-- Problem to work on --
Report every line of the records that contains the string "filling".

>> Start Dataset

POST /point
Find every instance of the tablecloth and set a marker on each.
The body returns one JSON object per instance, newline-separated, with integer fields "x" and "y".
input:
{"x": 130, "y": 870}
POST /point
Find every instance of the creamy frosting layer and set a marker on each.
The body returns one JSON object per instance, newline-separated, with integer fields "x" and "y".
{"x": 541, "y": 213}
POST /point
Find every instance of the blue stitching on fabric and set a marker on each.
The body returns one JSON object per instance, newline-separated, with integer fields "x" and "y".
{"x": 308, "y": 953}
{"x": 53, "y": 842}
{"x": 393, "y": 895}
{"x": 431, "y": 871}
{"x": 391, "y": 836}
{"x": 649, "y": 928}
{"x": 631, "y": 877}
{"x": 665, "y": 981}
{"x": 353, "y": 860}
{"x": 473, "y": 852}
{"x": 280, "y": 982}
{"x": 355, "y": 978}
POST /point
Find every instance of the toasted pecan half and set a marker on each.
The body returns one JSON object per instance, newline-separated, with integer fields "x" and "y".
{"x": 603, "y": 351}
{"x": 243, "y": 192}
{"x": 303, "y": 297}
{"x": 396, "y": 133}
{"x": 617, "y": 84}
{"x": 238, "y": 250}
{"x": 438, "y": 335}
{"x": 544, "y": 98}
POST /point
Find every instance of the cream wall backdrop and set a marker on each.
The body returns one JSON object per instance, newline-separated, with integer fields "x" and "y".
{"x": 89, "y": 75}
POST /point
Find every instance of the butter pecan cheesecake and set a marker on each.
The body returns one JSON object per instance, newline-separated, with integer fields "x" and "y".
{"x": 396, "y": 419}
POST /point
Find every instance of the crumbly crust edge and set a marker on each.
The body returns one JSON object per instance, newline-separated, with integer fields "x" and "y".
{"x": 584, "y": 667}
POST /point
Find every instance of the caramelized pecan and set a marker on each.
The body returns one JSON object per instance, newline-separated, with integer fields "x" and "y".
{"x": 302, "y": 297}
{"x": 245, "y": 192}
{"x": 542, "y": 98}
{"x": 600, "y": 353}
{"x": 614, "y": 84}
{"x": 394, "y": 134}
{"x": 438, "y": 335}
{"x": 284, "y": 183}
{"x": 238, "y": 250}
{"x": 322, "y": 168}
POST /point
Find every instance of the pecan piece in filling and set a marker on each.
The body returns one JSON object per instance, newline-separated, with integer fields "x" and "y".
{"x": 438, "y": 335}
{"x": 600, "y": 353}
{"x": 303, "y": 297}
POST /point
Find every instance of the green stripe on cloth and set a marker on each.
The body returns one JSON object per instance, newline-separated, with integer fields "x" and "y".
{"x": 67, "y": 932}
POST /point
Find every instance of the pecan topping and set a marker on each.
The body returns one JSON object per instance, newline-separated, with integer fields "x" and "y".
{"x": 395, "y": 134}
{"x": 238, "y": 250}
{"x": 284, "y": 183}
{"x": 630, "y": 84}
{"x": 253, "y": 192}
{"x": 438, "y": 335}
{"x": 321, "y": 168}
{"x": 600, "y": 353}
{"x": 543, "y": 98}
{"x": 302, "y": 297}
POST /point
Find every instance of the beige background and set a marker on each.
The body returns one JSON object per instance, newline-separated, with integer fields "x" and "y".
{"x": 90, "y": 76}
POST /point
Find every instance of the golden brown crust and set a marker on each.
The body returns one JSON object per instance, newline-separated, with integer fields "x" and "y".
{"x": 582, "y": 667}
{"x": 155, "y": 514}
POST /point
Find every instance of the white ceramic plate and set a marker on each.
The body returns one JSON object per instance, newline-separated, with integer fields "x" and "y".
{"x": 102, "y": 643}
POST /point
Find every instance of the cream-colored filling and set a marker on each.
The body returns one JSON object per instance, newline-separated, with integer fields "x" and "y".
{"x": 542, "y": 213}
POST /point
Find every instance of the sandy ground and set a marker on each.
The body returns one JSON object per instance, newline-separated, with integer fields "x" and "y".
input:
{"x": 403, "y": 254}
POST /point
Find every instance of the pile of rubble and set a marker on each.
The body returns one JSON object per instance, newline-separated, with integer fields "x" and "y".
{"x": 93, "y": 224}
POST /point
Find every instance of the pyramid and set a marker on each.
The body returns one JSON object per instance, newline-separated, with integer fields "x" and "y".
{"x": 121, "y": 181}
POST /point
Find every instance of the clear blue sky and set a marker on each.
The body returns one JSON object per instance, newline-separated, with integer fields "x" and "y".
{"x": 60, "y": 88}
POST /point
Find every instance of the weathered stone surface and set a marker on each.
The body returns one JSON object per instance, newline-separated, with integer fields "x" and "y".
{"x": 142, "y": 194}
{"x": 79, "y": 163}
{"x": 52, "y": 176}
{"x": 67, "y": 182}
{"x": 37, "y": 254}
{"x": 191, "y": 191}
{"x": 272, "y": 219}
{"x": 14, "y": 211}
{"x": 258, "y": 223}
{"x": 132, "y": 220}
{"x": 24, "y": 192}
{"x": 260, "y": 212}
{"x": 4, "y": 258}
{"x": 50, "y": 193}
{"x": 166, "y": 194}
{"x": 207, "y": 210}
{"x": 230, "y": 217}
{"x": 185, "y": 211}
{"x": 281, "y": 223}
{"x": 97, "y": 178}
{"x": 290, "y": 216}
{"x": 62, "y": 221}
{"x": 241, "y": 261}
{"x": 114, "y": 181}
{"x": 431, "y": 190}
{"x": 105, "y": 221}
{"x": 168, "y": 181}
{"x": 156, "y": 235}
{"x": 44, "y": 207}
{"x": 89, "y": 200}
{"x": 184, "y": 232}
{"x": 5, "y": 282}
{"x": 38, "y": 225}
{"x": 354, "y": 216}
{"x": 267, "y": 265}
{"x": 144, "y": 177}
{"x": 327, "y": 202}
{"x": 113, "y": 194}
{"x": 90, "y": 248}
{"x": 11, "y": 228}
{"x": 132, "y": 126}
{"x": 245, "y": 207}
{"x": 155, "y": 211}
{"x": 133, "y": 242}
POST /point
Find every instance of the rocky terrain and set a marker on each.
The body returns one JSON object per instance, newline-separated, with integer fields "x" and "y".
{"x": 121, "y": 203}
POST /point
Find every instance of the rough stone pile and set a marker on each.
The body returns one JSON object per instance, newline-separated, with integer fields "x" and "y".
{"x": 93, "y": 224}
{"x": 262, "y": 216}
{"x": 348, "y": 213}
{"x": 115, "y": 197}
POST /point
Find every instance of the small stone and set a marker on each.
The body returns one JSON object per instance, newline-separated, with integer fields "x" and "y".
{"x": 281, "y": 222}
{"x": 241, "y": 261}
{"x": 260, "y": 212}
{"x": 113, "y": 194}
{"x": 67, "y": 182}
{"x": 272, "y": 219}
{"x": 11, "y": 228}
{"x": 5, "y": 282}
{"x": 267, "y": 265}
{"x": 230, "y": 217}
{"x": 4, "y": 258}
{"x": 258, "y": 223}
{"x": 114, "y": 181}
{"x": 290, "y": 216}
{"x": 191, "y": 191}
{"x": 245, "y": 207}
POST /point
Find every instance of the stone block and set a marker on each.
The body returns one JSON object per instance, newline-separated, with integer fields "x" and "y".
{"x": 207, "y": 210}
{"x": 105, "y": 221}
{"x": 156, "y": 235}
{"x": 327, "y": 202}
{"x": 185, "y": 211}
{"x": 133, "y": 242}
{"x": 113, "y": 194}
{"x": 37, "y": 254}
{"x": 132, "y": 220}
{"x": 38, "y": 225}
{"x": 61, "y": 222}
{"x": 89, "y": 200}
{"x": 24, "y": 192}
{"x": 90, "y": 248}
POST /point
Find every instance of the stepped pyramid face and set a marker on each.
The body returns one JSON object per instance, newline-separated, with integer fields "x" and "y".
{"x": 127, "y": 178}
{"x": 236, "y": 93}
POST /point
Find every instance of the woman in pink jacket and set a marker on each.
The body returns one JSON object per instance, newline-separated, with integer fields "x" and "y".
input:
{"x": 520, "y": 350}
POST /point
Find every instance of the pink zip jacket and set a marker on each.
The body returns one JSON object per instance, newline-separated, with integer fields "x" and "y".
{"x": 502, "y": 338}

>> End Dataset

-- The response --
Find every instance of the pecan piece in filling and set a marker on each.
Find every instance of the cream-colored filling and set a marker on each.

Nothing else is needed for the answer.